_Enunciado_
Enumere, sin repetirlos, todos los porcentajes que figuran en el texto citado sobre la economía de EE.UU.

_Texto citado_
# # # # #
Ilustración: Oriol Hernández
Traducido
por Sara Plaza
Regeneración,
10 de julio 2014.
Es
conocido por todos que en los últimos años la economía de EE.UU. ha
experimentado desarrollos muy desiguales. Mientras que el sector financiero ha
disfrutado de altas tasas de crecimiento, la economía real sigue estancada con
bajas tasas de crecimiento. En consecuencia, al tiempo que la oligarquía
financiera se está quedando con la mayor parte del extraordinario aumento del
precio de los activos, la abrumadora mayoría de los ciudadanos sufren el
empeoramiento sistemático de sus condiciones de vida.
Por
ejemplo, en un informe reciente del Banco de la Reserva Federal se demuestra
que el
aumento de la riqueza nacional total de EE.UU. en el primer cuarto del año 2014
fue de 1.49 billones, en tanto que la economía real (evaluada en términos del
PIB) se contrajo 1% —según el Departamento de Comercio, el descenso del
PIB fue realmente del 2,9% (no del 1%). En otro informe similar, el Financial
Times señalaba hace poco que la riqueza del conjunto de los hogares se
ha incrementado en un 43% desde lo más crudo de la crisis económica en 2008, a
pesar de la lenta o inexistente recuperación del mercado de trabajo y la
reducción efectiva de la renta media por familia, por debajo del 7,6% desde
2008 [1].
# # # # #
_Información proporcionada_
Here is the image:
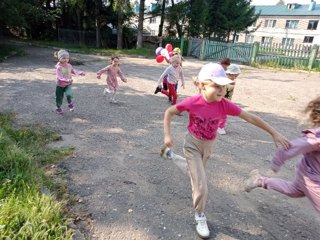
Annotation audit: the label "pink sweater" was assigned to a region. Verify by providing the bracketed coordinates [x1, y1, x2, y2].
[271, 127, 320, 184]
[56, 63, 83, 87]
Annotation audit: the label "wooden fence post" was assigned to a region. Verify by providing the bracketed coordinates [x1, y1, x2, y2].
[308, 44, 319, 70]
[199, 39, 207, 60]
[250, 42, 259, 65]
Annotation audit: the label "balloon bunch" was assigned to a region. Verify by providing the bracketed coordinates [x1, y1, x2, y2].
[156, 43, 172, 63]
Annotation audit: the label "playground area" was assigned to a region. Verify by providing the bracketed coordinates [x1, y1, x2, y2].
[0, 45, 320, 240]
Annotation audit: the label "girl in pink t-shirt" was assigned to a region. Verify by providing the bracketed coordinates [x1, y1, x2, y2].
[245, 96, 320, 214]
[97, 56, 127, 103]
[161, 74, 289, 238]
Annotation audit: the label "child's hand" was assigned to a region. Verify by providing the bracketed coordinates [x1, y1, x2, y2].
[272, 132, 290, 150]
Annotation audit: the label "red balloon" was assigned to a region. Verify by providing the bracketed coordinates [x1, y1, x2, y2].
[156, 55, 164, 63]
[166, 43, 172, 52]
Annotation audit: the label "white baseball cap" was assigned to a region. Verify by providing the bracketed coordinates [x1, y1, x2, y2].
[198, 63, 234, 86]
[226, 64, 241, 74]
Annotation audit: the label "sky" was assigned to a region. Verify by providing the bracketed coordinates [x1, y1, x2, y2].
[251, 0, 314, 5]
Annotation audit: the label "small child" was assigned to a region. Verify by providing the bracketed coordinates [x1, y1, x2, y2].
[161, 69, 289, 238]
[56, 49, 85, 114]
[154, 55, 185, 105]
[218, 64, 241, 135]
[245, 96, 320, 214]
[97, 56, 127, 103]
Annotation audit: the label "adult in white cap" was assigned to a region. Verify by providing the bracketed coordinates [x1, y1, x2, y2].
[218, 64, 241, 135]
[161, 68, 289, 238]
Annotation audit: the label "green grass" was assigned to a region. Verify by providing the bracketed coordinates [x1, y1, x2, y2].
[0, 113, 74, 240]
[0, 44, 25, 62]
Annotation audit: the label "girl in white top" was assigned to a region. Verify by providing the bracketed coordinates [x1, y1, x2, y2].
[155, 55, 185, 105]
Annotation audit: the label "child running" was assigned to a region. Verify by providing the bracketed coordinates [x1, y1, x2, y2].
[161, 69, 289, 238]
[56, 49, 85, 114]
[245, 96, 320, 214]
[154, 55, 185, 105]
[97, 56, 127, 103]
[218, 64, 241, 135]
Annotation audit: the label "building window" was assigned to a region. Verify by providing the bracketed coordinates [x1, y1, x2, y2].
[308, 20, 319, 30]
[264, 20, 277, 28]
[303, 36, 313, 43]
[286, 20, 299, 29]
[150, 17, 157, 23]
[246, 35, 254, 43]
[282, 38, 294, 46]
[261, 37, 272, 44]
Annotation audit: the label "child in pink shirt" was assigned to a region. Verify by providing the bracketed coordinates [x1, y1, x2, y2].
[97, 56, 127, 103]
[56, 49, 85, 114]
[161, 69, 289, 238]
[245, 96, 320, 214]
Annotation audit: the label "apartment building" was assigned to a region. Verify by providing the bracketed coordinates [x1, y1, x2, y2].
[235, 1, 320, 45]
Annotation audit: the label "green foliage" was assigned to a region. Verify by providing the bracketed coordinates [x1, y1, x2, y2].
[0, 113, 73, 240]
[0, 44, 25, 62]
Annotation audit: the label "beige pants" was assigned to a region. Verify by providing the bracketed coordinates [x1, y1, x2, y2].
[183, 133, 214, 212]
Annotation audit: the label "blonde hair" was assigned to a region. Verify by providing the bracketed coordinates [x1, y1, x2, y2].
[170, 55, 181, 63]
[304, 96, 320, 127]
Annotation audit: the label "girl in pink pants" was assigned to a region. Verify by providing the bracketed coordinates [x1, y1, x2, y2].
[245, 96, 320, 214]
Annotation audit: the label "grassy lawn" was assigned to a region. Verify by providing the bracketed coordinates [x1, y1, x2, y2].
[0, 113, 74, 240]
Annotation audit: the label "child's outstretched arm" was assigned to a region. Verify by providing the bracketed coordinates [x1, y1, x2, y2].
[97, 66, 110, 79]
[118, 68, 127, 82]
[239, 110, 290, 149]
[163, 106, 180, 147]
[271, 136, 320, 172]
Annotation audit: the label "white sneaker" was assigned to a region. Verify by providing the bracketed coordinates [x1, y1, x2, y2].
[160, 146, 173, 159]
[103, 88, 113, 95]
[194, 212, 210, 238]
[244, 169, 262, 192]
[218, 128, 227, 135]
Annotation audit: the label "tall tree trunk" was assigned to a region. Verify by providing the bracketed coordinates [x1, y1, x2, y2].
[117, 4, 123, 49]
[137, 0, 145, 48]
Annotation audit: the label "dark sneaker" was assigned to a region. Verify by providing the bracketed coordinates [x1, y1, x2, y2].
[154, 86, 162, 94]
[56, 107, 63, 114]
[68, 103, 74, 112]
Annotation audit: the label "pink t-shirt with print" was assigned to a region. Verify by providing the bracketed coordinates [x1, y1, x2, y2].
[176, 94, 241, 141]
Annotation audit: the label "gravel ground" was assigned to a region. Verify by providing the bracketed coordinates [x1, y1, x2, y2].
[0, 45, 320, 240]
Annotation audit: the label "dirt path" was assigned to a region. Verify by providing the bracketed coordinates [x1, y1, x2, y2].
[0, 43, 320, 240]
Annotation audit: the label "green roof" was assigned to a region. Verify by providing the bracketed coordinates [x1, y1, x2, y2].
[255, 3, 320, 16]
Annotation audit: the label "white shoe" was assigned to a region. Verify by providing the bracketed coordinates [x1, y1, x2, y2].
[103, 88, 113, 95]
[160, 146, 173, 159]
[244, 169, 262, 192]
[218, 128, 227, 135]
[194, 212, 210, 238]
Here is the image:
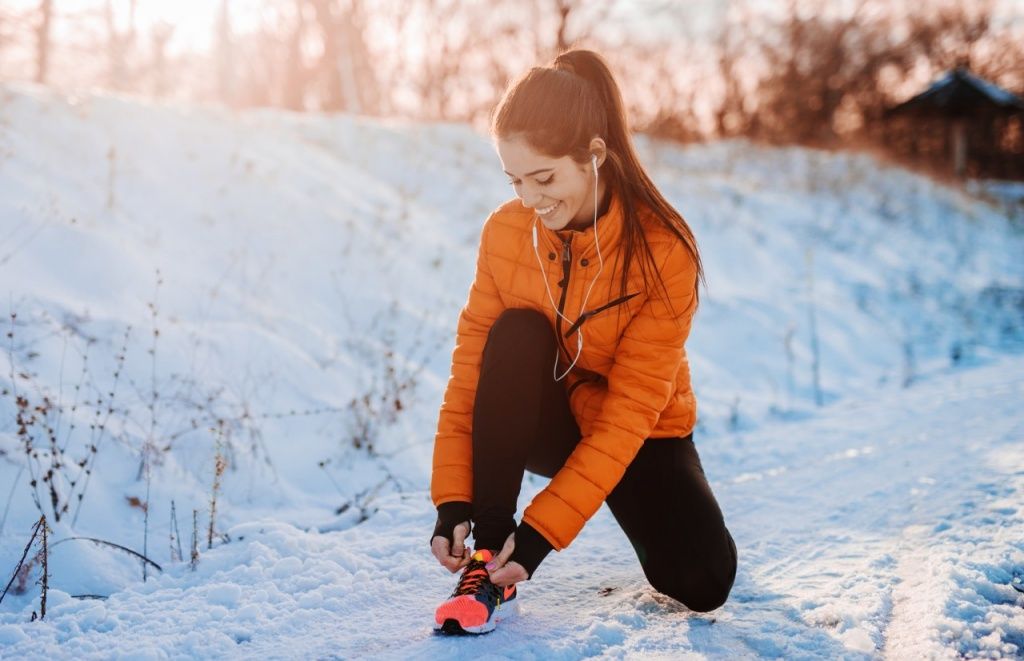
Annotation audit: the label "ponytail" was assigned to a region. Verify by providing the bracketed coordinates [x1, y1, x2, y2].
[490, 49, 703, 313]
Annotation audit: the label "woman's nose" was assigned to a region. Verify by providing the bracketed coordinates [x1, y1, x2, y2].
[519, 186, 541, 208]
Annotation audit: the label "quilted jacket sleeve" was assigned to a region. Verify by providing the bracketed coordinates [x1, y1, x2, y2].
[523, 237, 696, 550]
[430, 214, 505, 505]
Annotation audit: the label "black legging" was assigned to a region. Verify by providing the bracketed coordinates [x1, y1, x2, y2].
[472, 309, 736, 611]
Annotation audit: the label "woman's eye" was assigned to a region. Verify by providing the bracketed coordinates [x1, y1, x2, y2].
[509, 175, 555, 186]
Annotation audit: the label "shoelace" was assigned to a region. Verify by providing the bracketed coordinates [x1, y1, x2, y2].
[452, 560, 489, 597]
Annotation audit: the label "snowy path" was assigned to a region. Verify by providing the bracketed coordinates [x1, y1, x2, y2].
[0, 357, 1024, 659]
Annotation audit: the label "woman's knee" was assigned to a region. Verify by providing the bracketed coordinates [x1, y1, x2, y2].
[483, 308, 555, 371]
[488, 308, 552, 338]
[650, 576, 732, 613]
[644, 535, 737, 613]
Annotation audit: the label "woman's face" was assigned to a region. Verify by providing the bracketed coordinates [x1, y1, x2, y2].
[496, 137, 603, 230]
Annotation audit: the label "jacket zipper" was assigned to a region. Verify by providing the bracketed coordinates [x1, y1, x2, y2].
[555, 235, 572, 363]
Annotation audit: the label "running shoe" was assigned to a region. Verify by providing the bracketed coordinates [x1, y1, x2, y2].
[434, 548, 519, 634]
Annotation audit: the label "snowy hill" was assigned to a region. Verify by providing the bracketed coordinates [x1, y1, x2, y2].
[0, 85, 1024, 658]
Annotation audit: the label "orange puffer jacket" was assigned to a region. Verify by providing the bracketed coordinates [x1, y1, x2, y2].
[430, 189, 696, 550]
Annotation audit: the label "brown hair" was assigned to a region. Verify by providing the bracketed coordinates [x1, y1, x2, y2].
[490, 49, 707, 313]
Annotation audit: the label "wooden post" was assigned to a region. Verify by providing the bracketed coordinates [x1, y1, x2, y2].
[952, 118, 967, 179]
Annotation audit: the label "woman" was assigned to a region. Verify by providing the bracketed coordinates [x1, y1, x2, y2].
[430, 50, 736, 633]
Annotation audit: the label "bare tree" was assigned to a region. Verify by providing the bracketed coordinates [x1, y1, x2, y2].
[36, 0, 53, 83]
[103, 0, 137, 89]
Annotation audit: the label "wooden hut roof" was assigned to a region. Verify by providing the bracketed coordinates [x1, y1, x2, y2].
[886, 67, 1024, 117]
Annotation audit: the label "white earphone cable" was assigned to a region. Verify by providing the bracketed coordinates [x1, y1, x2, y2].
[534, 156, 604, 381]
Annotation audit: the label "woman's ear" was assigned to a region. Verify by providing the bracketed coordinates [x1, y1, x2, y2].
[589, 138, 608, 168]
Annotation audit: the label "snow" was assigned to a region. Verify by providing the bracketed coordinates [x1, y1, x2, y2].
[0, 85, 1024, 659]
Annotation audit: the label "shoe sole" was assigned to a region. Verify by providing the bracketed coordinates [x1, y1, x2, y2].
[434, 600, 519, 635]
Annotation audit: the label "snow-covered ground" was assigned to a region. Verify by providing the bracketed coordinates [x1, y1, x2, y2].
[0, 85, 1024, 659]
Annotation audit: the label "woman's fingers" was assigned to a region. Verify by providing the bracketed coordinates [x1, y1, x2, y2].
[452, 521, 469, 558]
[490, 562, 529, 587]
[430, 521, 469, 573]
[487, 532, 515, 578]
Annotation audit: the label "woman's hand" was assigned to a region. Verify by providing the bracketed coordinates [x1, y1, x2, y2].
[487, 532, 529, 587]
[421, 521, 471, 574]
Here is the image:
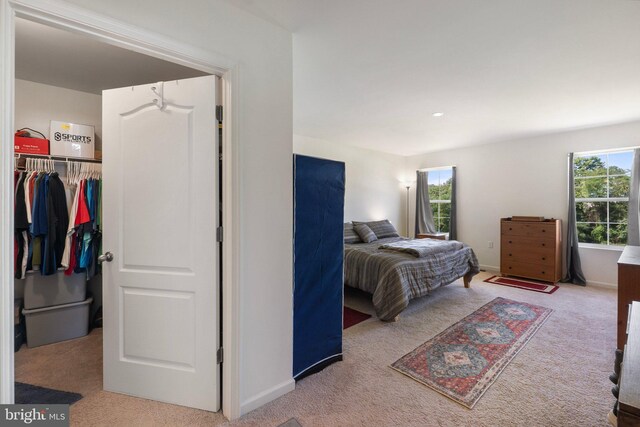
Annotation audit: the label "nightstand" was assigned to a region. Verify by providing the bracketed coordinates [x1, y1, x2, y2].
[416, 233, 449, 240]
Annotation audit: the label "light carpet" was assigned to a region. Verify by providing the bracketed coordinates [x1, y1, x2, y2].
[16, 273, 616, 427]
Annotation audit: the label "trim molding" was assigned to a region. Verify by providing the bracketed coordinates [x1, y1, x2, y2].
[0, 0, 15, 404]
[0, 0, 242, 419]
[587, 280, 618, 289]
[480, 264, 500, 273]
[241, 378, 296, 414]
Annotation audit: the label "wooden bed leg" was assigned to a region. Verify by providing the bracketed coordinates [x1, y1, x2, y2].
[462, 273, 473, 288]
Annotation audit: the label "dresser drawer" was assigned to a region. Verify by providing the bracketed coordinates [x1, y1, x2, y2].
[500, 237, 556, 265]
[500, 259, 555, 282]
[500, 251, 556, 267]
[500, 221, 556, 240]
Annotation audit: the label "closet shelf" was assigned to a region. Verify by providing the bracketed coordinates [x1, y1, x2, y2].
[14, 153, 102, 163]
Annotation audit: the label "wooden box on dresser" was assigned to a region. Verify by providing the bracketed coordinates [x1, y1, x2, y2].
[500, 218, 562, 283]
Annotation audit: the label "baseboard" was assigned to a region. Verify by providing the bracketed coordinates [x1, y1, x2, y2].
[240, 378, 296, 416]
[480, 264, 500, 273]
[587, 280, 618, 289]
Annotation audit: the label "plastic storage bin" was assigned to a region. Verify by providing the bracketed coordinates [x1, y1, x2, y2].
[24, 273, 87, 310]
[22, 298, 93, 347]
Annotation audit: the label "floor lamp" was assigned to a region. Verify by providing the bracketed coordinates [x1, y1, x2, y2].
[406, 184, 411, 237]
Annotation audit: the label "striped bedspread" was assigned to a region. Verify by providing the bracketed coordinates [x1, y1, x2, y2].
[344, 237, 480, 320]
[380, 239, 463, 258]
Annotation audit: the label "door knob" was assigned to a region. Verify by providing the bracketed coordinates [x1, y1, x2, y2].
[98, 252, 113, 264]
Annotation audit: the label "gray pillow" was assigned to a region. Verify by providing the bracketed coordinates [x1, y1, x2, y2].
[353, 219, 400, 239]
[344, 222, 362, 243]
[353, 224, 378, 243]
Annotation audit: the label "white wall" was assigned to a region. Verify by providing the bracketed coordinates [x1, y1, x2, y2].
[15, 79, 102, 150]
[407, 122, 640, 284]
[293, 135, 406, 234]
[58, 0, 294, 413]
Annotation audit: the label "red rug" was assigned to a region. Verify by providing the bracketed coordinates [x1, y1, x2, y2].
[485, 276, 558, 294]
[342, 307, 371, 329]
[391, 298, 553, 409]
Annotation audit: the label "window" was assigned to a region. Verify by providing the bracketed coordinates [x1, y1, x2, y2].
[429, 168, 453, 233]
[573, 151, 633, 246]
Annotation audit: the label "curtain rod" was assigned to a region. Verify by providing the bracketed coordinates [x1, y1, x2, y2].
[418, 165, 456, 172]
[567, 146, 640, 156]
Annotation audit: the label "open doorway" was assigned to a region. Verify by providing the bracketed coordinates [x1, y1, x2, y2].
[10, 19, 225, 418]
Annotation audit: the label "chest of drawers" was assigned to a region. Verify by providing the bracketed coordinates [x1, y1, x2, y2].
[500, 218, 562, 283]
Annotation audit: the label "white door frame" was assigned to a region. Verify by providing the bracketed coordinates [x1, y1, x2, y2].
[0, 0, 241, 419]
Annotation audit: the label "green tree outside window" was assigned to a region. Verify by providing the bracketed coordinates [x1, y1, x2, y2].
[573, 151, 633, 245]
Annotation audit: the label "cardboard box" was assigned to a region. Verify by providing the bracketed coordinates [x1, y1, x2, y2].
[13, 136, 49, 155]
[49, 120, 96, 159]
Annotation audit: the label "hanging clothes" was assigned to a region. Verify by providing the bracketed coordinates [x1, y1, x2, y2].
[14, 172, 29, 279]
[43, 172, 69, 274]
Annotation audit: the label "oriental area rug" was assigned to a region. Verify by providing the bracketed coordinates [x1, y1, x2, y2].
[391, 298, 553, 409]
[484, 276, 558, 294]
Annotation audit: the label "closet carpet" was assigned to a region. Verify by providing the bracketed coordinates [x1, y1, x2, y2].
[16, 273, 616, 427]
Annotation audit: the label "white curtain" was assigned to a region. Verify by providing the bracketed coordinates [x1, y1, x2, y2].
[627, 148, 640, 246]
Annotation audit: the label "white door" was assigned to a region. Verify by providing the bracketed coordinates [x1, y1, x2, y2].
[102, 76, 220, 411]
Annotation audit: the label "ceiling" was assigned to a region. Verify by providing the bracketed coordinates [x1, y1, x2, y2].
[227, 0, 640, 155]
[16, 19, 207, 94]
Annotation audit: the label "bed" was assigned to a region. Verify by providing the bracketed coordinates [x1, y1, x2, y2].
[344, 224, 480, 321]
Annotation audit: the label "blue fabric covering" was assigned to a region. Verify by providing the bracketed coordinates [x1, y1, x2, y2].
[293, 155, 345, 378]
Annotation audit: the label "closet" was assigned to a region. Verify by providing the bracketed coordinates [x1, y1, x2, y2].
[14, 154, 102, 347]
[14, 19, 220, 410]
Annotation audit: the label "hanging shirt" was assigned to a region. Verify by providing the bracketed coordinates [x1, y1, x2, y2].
# # # # #
_Solución_
1%, 2,9%, 43%, 7,6%